REQUIREMENT 1: In the forum thread about a first over-under shotgun, which gun was the original poster shopping for before choosing the Franchi?
REQUIREMENT 2: Translate this sentence from the forum thread about a first over-under shotgun into Spanish: "It was what I could afford, and to me, guns are tools."
REQUIREMENT 3: Write the next part of the forum thread about a first over-under shotgun, picking up after its final post.

TEXT BLOCK:

◆ ◆ ◆ ◆

# My first Over Under



## zigzag (Oct 4, 2011)

I just Picked up a Franchi Instinct L in 12ga 28inch

My first Over under and I'm excited to report back after I bag a few Pheseant with her. I was shopping for Ruger Red Label but decided on the Franchi.


----------



## einspänner (Sep 8, 2012)

Beautiful! I think I'll be entering the gun market sometime in the next year. That one is a bit out of my budget, but one day...

I was wondering what you guys were up to. We had a new member the other week from north of Seattle looking for someone to train with in the PNW, so I thought of you and Rojo. Here's the thread if it's something you could help with. http://www.vizslaforums.com/index.php/topic,27690.msg198050.html#msg198050

Happy Hunting!


----------



## R E McCraith (Nov 24, 2011)

As you enter the world of long guns - you hunt your V - BRAVO !!!!!!! - sorry 2 say - you will look 4 the best of the BEST - just like your PUP - FIT 2 you - engraving -the wood - a hand checkered stock - a hand filed game rib - this list is endless - 2 the rest of the forum - go with the BEST gun you can find - fit 2 U - at the end of the DAY - your great grand children will shoot it - seek out a small preimum gun dealer - they get the best of the best - because - the SO's go through them - strap a pipe 2 a broom stick - think I will still kill birds - butt ! a work of ART in my hands is PRICELESS !!!


----------



## v-john (Jan 27, 2013)

Me, I bought a Remington Sparta. It's heavy, and not much of a work of art. It fits, it goes bang when I shoot it, and I can hit my target, so that's good enough for me. It was what I could afford, and to me, guns are tools. That being said, they are tools to be kept in good shape and thusly, passed down from generation to generation. I'll never sell a gun that my dad gave me, that's for sure.


----------



## texasred (Jan 29, 2012)

VJohn
From Russia with love.

We do have some pretty guns, but they are more safe queens.
Take them out to shoot a little skeet, but they don't see the field.

◆ ◆ ◆ ◆

DATA BLOCK:
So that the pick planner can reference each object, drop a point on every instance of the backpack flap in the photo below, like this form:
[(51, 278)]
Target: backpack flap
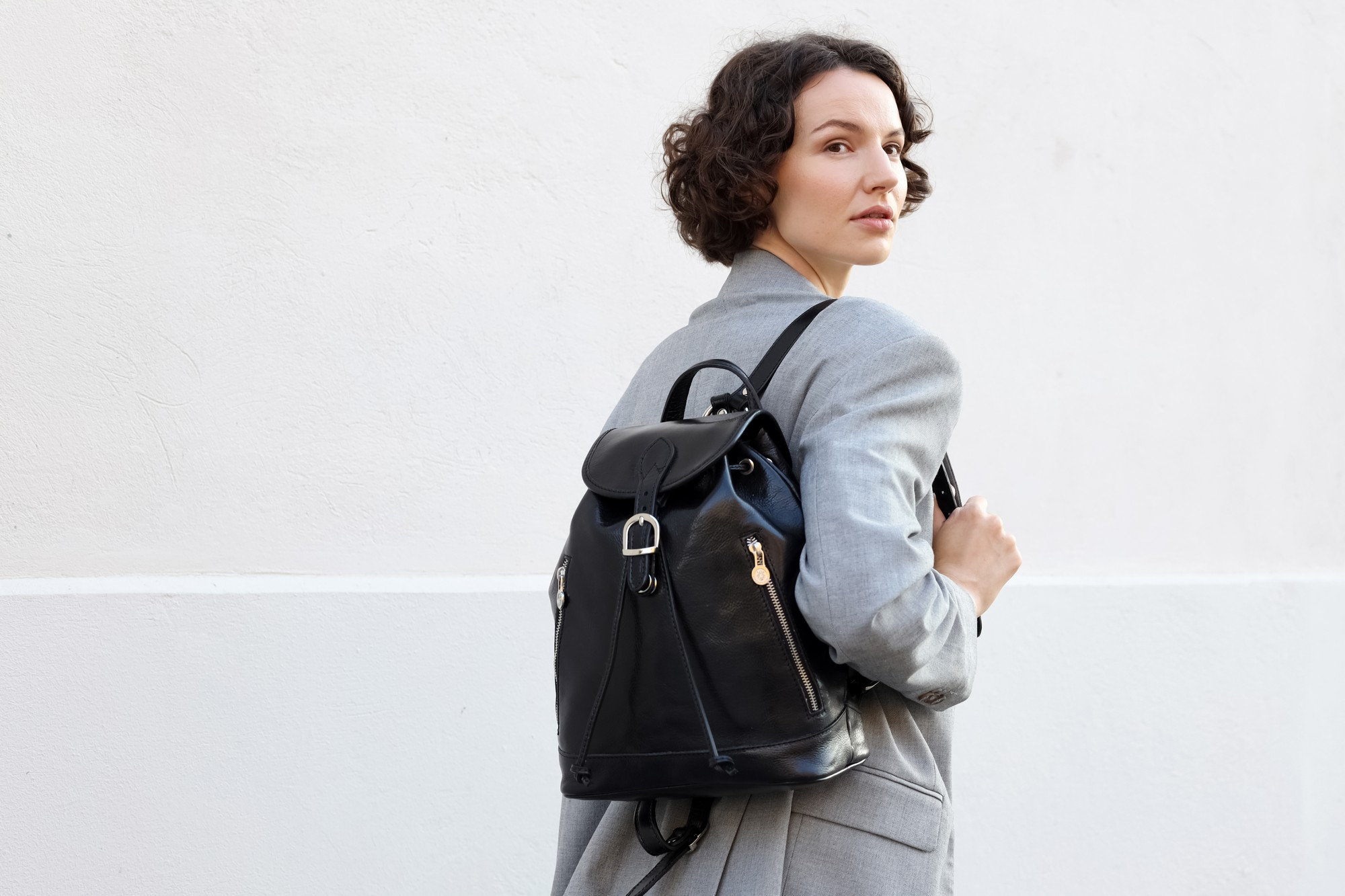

◆ ◆ ◆ ◆

TASK RESPONSE 1: The Ruger Red Label.

TASK RESPONSE 2: Era lo que podía pagar y, para mí, las armas son herramientas.

TASK RESPONSE 3:
I don't want to be worried about getting scratches on one of them.
My Browning Citori has plenty of marks on it from the field, and I've carried that gun through all kinds of brush. My new gun is camo, light weight, and will never be a safe queen. If it gets scratched, I'll just rub some dirt on it.


----------



## R E McCraith (Nov 24, 2011)

Zig - look at the Sportarm site - they have long guns 2 DIE 4 - only if you have a large insurance policy - LOL


----------



## Saltwater Soul (Jan 17, 2013)

I made three different dove hunts this past Thurs/Fri/Sat. Got to shoot three different guns.

Day one was super high flying whitewings, so I shot the Beretta Extrema II 12 ga.

Day two was young mourning doves decoying to a Mojo so I shot a little Browning 28 ga over/under.

Day three was something of a mix of the two previous so I shot a 20 ga over/under and the Extrema again.

Tons of birds and limits each day. Loved the variety of shoots although I burned through a lot more shells on the first day. I love the O/U's but the semi-autos sure are soft shooting and forgiving when you have to shoot a lot.


----------



## R E McCraith (Nov 24, 2011)

Salt ! in life you can NEVER have 2 many long guns - like you - match the gun 2 game & hunting conditions - 4 doves shoot a 28ga Merkel S/S or a 20ga Beretta EELL O/U - load the first barrel with a light load the 2nd with a heavier load - do love long shots !!!!!- as always - match the gun & load 2 the bird that will KILL it - I hate 2C a wounded bird fly away !!!!!


----------



## zigzag (Oct 4, 2011)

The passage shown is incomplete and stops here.